━━━━━ Text excerpt ━━━━━
ARO-HCP/backend/pkg/controllers/upgradecontrollers/trigger_control_plane_upgrade_controller.go

Line 86 in c331d21

func (c *triggerControlPlaneUpgradeSyncer) SyncOnce(ctx context.Context, key controllerutils.HCPClusterKey) error {

adjusting the logic there to;

not trigger the upgrade if CS id isn't set

not trigger the upgrade if CS' version == desired version (not strictly needed but we can do it to avoid to avoid creating a policy for nothing)

machi1990 · 2026-04-13T11:45:43Z

+		return utils.TrackError(fmt.Errorf("failed to get Cluster: %w", err))
+	}
+
+	if existingCluster.ServiceProviderProperties.ClusterServiceID.String() != "" {


Suggested change

if existingCluster.ServiceProviderProperties.ClusterServiceID.String() != "" {

if len(existingCluster.ServiceProviderProperties.ClusterServiceID.String()) > 0 {

machi1990 · 2026-04-13T11:46:15Z

+	// Search for an existing CS cluster that matches this Azure resource.
+	// This handles the case where CS creation succeeded but we failed to
+	// persist the CS ID in Cosmos.
━━━━━
## Given problem 1
Answer these questions about the code review excerpt, one line each:
(a) Which line and commit does the excerpt point to?
(b) What condition is suggested in place of `existingCluster.ServiceProviderProperties.ClusterServiceID.String() != ""`?
(c) According to the added comment, what case does searching for an existing CS cluster handle?
The code review excerpt and the listing come from unrelated sources.
━━━━━ Supplied information ━━━━━
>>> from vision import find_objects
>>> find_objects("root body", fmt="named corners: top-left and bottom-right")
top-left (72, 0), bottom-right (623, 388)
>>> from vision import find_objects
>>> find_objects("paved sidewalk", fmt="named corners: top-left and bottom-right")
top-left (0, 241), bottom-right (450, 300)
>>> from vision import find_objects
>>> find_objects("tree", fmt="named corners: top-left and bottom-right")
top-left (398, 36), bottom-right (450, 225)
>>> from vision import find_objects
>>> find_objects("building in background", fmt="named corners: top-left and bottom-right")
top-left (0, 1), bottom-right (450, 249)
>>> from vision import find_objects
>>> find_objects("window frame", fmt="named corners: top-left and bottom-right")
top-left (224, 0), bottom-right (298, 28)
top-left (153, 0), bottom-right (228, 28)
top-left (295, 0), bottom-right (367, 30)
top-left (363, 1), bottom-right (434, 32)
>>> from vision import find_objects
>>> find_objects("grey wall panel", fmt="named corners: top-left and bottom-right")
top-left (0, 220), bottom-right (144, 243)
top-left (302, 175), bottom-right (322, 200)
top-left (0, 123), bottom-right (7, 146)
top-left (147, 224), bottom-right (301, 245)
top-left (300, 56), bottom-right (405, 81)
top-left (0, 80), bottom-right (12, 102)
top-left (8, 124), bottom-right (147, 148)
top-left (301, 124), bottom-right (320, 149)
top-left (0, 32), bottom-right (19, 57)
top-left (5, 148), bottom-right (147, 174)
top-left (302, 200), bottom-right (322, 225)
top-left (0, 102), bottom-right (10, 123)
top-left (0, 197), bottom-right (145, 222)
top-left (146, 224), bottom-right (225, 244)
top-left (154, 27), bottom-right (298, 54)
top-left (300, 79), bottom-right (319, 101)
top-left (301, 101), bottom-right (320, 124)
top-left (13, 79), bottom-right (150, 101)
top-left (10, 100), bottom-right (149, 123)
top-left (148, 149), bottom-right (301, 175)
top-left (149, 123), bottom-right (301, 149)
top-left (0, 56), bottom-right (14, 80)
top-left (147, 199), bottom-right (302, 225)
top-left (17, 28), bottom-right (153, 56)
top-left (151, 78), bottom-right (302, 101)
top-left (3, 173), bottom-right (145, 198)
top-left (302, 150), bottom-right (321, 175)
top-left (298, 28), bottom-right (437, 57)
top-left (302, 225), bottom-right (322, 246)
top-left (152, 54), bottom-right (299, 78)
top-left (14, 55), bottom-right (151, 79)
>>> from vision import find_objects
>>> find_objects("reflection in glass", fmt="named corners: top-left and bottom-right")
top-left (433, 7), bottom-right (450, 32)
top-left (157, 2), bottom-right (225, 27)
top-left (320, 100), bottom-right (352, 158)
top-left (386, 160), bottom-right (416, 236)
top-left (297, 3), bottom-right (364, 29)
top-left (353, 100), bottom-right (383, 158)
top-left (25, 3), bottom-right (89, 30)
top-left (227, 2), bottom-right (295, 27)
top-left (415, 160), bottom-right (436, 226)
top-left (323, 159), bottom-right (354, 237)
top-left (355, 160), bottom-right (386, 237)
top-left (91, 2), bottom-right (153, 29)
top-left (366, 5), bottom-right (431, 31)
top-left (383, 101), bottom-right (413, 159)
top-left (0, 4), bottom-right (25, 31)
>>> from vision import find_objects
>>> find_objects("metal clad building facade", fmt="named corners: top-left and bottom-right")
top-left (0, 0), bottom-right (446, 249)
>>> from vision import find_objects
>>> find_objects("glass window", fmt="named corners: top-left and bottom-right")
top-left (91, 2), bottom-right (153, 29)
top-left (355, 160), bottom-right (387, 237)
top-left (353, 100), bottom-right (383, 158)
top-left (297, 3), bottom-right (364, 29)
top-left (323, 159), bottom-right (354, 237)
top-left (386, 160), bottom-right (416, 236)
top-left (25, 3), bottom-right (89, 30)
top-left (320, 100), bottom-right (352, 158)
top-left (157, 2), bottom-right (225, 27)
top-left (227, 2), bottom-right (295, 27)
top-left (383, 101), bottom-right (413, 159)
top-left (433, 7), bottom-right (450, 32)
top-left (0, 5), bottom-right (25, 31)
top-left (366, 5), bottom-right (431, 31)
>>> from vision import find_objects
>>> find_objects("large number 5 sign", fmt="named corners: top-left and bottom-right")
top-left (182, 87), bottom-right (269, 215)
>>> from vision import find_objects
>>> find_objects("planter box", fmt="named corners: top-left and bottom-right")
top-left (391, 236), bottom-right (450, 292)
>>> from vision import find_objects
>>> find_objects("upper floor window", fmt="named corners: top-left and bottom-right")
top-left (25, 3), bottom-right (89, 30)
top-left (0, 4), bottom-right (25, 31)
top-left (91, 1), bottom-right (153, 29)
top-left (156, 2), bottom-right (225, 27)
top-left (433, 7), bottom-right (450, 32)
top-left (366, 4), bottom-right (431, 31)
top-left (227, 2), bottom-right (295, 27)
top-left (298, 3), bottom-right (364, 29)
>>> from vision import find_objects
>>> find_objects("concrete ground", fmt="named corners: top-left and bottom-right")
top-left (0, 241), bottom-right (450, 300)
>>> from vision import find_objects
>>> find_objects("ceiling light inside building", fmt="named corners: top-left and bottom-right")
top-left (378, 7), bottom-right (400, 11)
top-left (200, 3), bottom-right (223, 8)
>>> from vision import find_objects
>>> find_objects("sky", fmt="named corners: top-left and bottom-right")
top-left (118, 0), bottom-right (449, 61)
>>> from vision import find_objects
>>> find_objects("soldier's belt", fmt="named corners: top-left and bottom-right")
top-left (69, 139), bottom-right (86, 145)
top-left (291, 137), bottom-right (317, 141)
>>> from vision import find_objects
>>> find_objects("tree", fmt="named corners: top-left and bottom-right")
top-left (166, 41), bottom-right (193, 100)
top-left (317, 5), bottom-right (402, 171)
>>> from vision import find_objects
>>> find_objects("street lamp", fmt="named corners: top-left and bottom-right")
━━━━━
## Given problem 2
Shift every coordinate by -30 in the listing, from its first line up to and including the line with "top-left (398, 36), bottom-right (450, 225)". Write out only those lines again, requests included.

## Exercise output 1
(a) Line 86 in c331d21.
(b) `len(existingCluster.ServiceProviderProperties.ClusterServiceID.String()) > 0`
(c) It handles the case where CS creation succeeded but the CS ID failed to persist in Cosmos.

## Exercise output 2
>>> from vision import find_objects
>>> find_objects("root body", fmt="named corners: top-left and bottom-right")
top-left (42, -30), bottom-right (593, 358)
>>> from vision import find_objects
>>> find_objects("paved sidewalk", fmt="named corners: top-left and bottom-right")
top-left (-30, 211), bottom-right (420, 270)
>>> from vision import find_objects
>>> find_objects("tree", fmt="named corners: top-left and bottom-right")
top-left (368, 6), bottom-right (420, 195)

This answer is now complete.